» Exercise text:
NEW YORK: For more than two weeks now, the Democratic Party has been mired in crisis. And yet there is no sign that the threat to Joe Biden’s reelection is nearing a conclusion, as the president digs in and a growing chorus of Democratic officials, donors and strategists calls for him to step aside.
Donors and high-profile endorsers are repudiating Biden, morale inside and outside the campaign is weak, and some top Democrats are pondering whether to make a move against the embattled president. One of Biden’s allies privately described a cycle of alternating hope and despair in the style of the movie “Groundhog Day.”
The extraordinary intra-party debate still rages 15 days after Biden’s disastrous debate performance, with the president’s Thursday news conference doing little to quell fears about his prospects against Republican Donald Trump. Another five Democratic members of Congress called on Biden to step aside in the hours since the president’s high-profile press conference, bringing to nearly 20 the total number of Democratic US representatives and senators publicly pushing Biden to leave the race.

» Data excerpts:
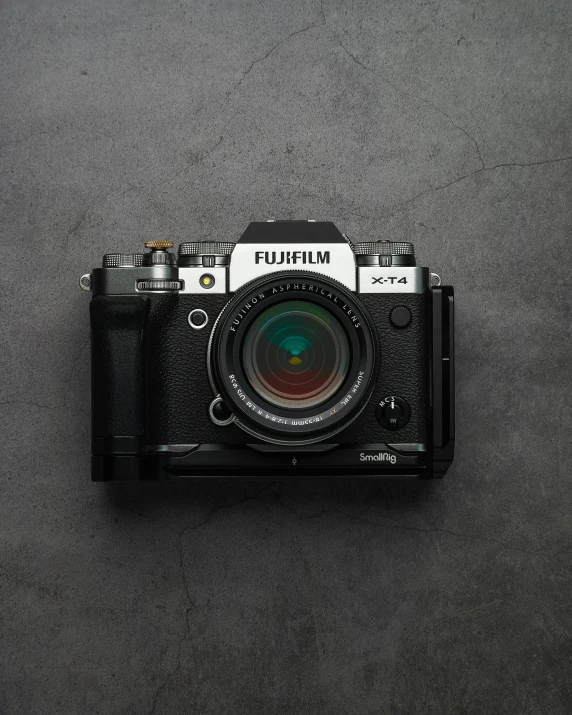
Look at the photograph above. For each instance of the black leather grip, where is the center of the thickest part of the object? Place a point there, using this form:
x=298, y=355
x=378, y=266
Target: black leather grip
x=118, y=372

» Questions:
(A) Name every group that the Biden article says is growing into a chorus calling for the president to step aside.
(B) According to the Biden article, how many days after the president's disastrous debate performance does the intra-party debate still rage?
(C) Proceed with the Biden article, picking up after its final sentence.

» Responses:
(A) Democratic officials, donors, strategists

(B) 15 days

(C)
Biden’s acknowledgment Thursday that delegates were free to vote their conscience at the party’s August convention — or in a virtual roll call vote that could come much sooner — sparked a new wave of urgent conversations among Democratic officials on Friday.
“I’m in that box of delegates who are really reconsidering if they’re going to cast their vote for President Biden,” said Joe Salazar, a Democratic National Committee member from Colorado.
Biden insists he will not step down. And indeed, other delegates say they’re firmly behind the president.
The president’s team is aggressively pushing back against a collection of new data shared among Democratic officials in recent days arguing that he’s now at a considerable disadvantage in his bid to defeat Trump in November. In fact, fear is pervasive among donors and strategists working on House and Senate races that Biden’s weak standing could undermine the party’s outlook even in blue states.
Hours after his campaign issued a new strategy memo announcing a renewed focus on three pivotal Midwestern states — the so-called “Blue Wall” that has long been must-win for Democrats — one of the campaign’s field organizers in Wisconsin quit.
The lower-level staffer’s departure, announced during an internal staff conference call Thursday, was attributed directly to post-debate frustration, according to two people familiar with the matter granted anonymity to share details of the private discussion. A Biden campaign spokesperson confirmed the staff departure.
While one person leaving a campaign of more than 1,000 people isn’t proof of a larger exodus, other signs of trouble continued to pop up.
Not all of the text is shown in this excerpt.